== Do this ==
Extract every line of the records below verbatim, omitting the pictures.

[Dataset items]
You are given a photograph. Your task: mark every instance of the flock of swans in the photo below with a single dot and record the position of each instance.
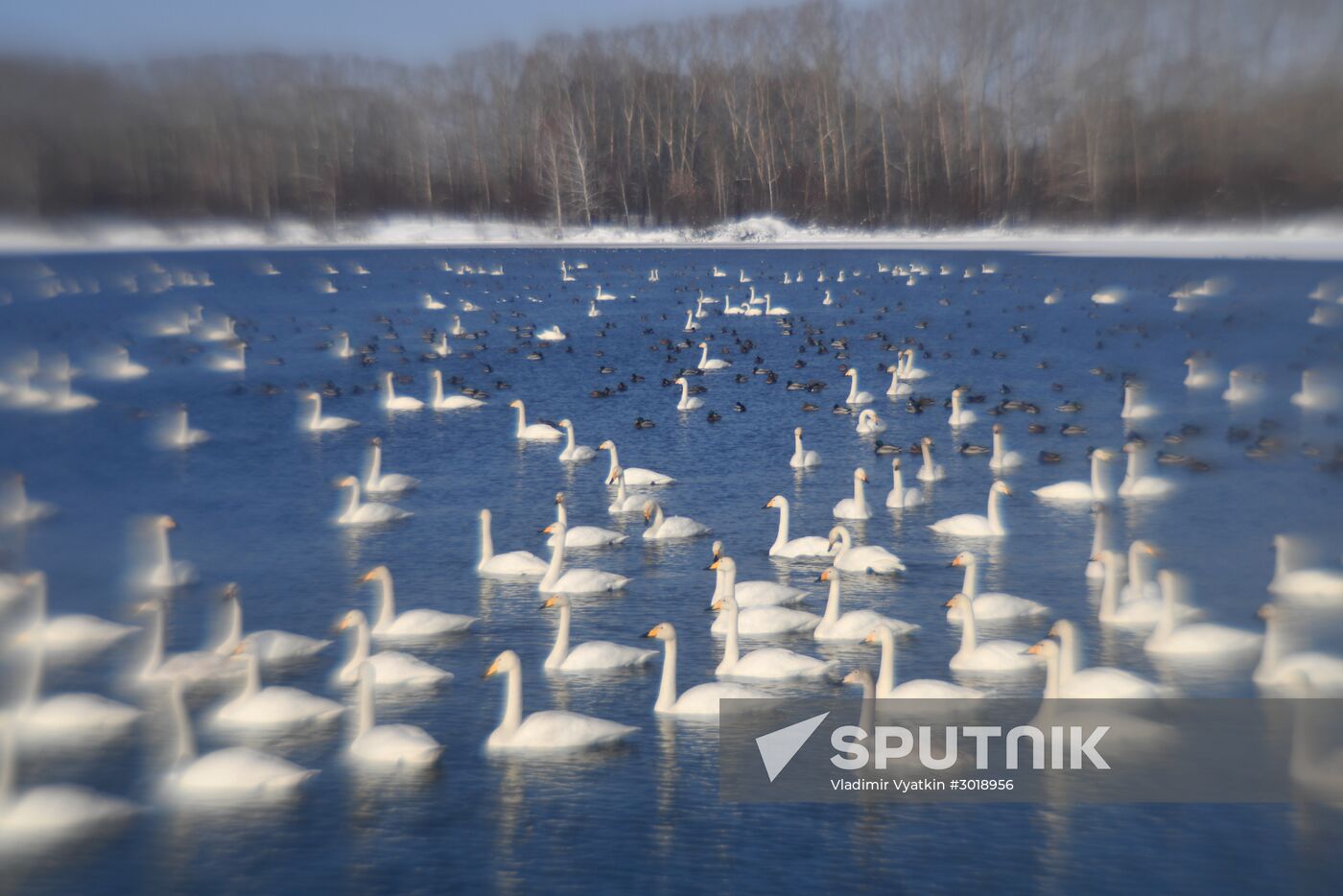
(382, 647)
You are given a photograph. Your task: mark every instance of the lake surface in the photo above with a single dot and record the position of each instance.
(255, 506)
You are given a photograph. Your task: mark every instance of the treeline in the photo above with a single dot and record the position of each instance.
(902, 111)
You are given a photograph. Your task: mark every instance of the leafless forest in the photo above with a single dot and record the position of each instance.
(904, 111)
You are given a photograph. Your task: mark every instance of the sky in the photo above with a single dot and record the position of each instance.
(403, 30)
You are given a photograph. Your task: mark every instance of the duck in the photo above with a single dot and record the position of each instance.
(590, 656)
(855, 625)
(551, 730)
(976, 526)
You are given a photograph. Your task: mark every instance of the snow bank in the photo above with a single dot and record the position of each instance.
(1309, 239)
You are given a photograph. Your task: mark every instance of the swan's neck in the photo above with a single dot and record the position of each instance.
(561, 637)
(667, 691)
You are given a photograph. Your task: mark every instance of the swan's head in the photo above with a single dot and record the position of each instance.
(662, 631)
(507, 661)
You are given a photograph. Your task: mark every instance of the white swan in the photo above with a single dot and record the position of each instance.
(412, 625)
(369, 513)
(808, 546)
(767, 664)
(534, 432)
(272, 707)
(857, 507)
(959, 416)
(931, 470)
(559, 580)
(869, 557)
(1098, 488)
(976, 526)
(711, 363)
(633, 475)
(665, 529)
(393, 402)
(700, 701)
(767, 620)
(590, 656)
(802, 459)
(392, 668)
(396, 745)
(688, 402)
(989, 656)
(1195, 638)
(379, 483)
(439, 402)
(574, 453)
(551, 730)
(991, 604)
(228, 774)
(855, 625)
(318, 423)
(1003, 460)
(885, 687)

== Correct response ==
You are given a photograph. Your task: mark every instance of the flock of swans in the photo below with a single dot and record the position of each instance.
(382, 647)
You are given a photograph. Your task: mark every instance of the lake surface in the photo above with a single dot and record the position of each instance.
(255, 506)
You are given a photograph. Your task: mark every instance of the treeline in the photo above with a single dot and record the position of each instance.
(902, 111)
You are given a photograph. Your task: mark every instance of the leafless forest in the photo above with a single dot and record the position of each instance.
(904, 111)
You are given a photograph. Your task: mark every instance of the sky in the photo above with a single dot and record the position of each instance.
(403, 30)
You are given a photograph. Your task: mark every instance of the duck in the photo above with a single dot and record the position of each instance.
(590, 656)
(855, 625)
(551, 730)
(976, 526)
You are given a photograph. Your task: mark every instance of the snow bank in the photo above with a single dot and record the position of each instance.
(1309, 239)
You are given a photograph. Your task: mark every instance of the swan's neck in the photo above with a single dot and record the position of each instance.
(561, 637)
(667, 691)
You are given a photograph. Your task: mark every instance of the swan's head in the photo above with a single dot and record the position of each instance.
(662, 631)
(507, 661)
You are given a photograph. Your task: mark every instance of the white swan in the photo above with a single dot and record the position of each instance.
(412, 625)
(369, 513)
(808, 546)
(767, 664)
(534, 432)
(272, 707)
(857, 507)
(959, 416)
(931, 470)
(559, 580)
(869, 557)
(1098, 488)
(976, 526)
(711, 363)
(633, 475)
(665, 529)
(393, 402)
(700, 701)
(767, 620)
(590, 656)
(802, 459)
(392, 668)
(396, 745)
(688, 402)
(989, 656)
(1195, 638)
(379, 483)
(439, 402)
(574, 453)
(551, 730)
(991, 604)
(228, 774)
(855, 625)
(318, 423)
(1003, 460)
(885, 687)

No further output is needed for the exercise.